[Outline annotation records]
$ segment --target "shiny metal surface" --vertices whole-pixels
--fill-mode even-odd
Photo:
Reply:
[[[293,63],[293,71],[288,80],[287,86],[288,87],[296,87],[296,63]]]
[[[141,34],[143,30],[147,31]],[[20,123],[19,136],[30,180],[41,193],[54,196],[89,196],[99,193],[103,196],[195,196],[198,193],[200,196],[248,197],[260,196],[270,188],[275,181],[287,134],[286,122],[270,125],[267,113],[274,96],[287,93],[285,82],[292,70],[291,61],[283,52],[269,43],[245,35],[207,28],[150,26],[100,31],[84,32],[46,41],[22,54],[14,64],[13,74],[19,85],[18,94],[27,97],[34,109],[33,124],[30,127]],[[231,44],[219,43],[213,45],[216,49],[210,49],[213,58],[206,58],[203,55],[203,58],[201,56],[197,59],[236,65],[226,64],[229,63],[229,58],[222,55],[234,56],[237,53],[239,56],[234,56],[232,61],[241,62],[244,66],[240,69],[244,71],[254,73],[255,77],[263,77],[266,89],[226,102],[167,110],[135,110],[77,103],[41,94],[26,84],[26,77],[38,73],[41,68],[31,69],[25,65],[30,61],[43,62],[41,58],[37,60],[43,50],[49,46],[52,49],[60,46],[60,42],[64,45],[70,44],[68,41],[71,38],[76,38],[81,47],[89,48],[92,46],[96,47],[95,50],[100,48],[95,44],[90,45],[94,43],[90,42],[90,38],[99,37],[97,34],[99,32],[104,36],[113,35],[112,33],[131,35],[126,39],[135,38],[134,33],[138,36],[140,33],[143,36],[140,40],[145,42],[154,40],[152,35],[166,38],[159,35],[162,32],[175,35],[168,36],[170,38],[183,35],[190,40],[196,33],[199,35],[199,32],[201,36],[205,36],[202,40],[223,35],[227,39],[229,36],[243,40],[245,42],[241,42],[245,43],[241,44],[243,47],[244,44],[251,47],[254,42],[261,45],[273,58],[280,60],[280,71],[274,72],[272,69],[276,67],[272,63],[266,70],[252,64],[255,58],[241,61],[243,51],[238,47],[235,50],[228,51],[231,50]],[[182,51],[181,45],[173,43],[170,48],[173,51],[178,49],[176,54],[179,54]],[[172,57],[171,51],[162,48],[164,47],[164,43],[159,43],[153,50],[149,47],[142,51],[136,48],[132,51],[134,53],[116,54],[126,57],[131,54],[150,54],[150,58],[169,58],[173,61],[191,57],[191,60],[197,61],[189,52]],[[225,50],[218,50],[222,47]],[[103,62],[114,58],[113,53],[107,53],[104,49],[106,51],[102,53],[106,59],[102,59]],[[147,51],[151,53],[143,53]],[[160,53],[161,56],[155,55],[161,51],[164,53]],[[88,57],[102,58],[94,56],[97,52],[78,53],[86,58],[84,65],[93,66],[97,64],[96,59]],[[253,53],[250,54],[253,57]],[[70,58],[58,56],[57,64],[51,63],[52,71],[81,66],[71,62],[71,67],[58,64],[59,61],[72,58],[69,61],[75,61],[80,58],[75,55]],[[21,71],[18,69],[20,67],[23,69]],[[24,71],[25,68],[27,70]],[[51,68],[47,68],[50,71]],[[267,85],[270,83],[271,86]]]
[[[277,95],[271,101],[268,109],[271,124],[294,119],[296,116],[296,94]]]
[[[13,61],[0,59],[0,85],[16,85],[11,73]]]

§ **WORK INSTRUCTIONS**
From the data above, extract every line in its exact form.

§ **ANSWER FOR THE TASK**
$ segment --target "shiny metal surface" --vertices whole-pixels
--fill-mode even-odd
Photo:
Reply:
[[[293,63],[293,71],[288,80],[287,86],[288,87],[296,87],[296,63]]]
[[[141,34],[143,30],[147,31]],[[20,123],[19,136],[30,180],[41,193],[54,196],[89,196],[99,193],[103,196],[195,196],[198,193],[200,196],[248,197],[260,196],[270,188],[275,181],[287,134],[286,122],[270,125],[267,113],[274,96],[287,93],[285,82],[292,70],[291,61],[283,52],[269,43],[245,35],[207,28],[150,26],[100,31],[84,32],[46,41],[22,54],[14,64],[13,74],[19,85],[18,94],[27,97],[34,109],[33,124],[30,127]],[[231,44],[219,43],[213,45],[216,49],[210,49],[213,58],[206,58],[203,55],[203,58],[201,56],[197,59],[236,65],[226,64],[229,63],[229,58],[222,55],[234,56],[237,53],[239,56],[234,56],[232,61],[241,62],[244,66],[240,69],[244,71],[254,73],[255,77],[263,77],[266,89],[226,102],[167,110],[135,110],[77,103],[41,94],[26,84],[26,77],[38,73],[41,68],[31,69],[25,65],[30,61],[43,62],[41,58],[37,60],[43,50],[49,46],[52,49],[60,46],[60,42],[64,45],[70,44],[68,41],[71,38],[76,38],[81,47],[89,48],[92,46],[96,47],[95,50],[100,48],[95,44],[90,45],[94,43],[90,42],[90,38],[99,37],[97,34],[99,32],[104,36],[113,35],[112,33],[131,35],[126,39],[135,38],[134,33],[138,36],[140,33],[143,36],[140,40],[145,42],[154,40],[152,35],[166,38],[159,35],[162,32],[175,35],[168,36],[170,38],[183,35],[190,40],[196,33],[199,35],[199,32],[201,36],[205,36],[202,40],[223,35],[227,39],[229,36],[243,40],[245,42],[241,42],[245,43],[241,44],[243,47],[244,44],[251,47],[254,42],[261,45],[273,58],[280,60],[280,71],[274,72],[272,69],[276,67],[272,63],[266,70],[252,64],[255,58],[241,61],[243,51],[238,47],[235,50],[228,51],[231,50]],[[182,51],[181,45],[173,43],[170,48],[173,51],[178,49],[176,54],[179,54]],[[172,57],[171,51],[162,48],[164,47],[164,43],[159,43],[153,50],[149,47],[142,51],[136,48],[132,51],[134,53],[116,54],[126,57],[131,54],[150,54],[150,58],[169,58],[173,61],[191,57],[191,60],[197,61],[189,52]],[[225,50],[218,50],[222,47]],[[103,62],[114,58],[113,53],[107,53],[104,49],[106,51],[102,53],[106,59],[102,59]],[[147,51],[151,53],[143,53]],[[160,53],[161,56],[155,55],[161,51],[164,53]],[[88,57],[102,58],[94,56],[97,52],[78,53],[86,58],[84,65],[93,66],[97,64],[96,59]],[[253,53],[250,54],[253,57]],[[70,58],[58,56],[57,64],[51,63],[52,71],[81,66],[71,62],[71,67],[58,64],[59,61],[72,58],[69,61],[75,61],[80,58],[75,55]],[[21,71],[18,69],[20,67],[23,69]],[[24,71],[25,68],[27,70]],[[51,68],[47,68],[50,71]],[[267,85],[270,83],[271,86]]]
[[[277,95],[271,101],[268,109],[271,124],[294,119],[296,116],[296,94]]]
[[[13,61],[0,59],[0,85],[16,85],[11,73]]]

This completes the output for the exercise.